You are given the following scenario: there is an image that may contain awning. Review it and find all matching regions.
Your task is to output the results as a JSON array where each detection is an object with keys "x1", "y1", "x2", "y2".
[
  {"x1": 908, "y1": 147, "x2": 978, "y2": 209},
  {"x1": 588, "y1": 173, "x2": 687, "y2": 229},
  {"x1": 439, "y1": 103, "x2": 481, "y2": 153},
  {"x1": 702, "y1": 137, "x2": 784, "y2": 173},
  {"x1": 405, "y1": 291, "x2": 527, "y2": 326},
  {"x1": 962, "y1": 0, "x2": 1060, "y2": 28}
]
* * * * * * * * *
:: TASK DESCRIPTION ::
All of the records above should be transcribed exactly.

:: OUTPUT OF THE TASK ::
You are given the following scenario: there is an image that may contain awning. Review it and find all matching regions.
Your task is to output the results as a JSON array where each detection is an object with keys "x1", "y1", "x2", "y2".
[
  {"x1": 908, "y1": 147, "x2": 978, "y2": 209},
  {"x1": 588, "y1": 173, "x2": 687, "y2": 229},
  {"x1": 439, "y1": 103, "x2": 481, "y2": 153},
  {"x1": 702, "y1": 137, "x2": 784, "y2": 173},
  {"x1": 405, "y1": 291, "x2": 527, "y2": 326},
  {"x1": 962, "y1": 0, "x2": 1060, "y2": 28}
]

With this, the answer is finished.